• **What is being asked**
Restate every record word for word, without the pictures.

• **Exercise input**
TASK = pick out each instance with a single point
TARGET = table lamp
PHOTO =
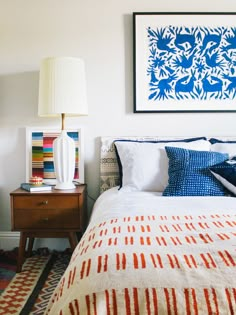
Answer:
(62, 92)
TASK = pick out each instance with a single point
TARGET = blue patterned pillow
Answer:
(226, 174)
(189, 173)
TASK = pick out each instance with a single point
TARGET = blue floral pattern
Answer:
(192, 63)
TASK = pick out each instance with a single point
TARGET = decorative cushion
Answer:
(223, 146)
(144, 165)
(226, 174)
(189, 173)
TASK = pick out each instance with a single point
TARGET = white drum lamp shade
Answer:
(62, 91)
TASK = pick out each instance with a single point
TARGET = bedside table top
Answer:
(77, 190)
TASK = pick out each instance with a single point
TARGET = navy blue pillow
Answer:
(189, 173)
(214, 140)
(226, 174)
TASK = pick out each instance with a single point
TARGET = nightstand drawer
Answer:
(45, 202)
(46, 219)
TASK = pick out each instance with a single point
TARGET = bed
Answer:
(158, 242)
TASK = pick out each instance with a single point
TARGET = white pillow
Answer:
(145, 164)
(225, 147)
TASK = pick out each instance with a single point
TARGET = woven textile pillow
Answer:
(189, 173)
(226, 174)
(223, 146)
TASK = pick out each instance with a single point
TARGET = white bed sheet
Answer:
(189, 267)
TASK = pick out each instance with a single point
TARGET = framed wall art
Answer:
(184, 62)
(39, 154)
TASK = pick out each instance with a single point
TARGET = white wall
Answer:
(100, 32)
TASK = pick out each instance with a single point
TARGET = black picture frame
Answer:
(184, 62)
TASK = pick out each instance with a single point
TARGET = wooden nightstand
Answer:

• **Answer space**
TASK = pick out each instance with a single point
TARGET = table lamp
PHOTO =
Answer:
(62, 92)
TASK = pick out each instance with a single point
TARGET = blue patterned pillow
Answer:
(226, 174)
(189, 173)
TASK = pick out each instance with a single point
TARGET = blue floral pattern
Answer:
(192, 63)
TASK = pick out each instance with a single point
TARGET = decorative cushion
Answer:
(223, 146)
(144, 165)
(226, 174)
(189, 173)
TASK = pick out each instance with a single point
TARGET = white drum lamp shade
Answer:
(62, 91)
TASK = pick out each instance with a single point
TARGET = bedside table top
Answer:
(77, 190)
TASK = pick out each instance with a single point
TARGET = navy blue pillow
Answer:
(189, 173)
(214, 140)
(226, 174)
TASK = pick out each instance with a single point
TARGET = nightstand drawer
Answer:
(45, 202)
(46, 219)
TASK = pick out each instance with a single point
TARGET = bed
Answer:
(158, 242)
TASK = pick out each instance with a single point
TARGET = white pillow
Answer:
(145, 164)
(225, 147)
TASK = pick out each instance with a single point
TARGET = woven textile pillow
Answer:
(189, 173)
(226, 174)
(223, 146)
TASK = pick out each instance with a single point
TARGET = white bed sheet
Answer:
(189, 267)
TASK = pick out each instance with a single point
TARGET = framed wall art
Answer:
(184, 62)
(39, 154)
TASK = pick out each instance with a single point
TARGET = white wall
Answer:
(100, 32)
TASK = pick out each instance with a single point
TARGET = black picture frame
Answer:
(184, 62)
TASK = pick out each instance with a single point
TARGET = wooden nightstand
Answer:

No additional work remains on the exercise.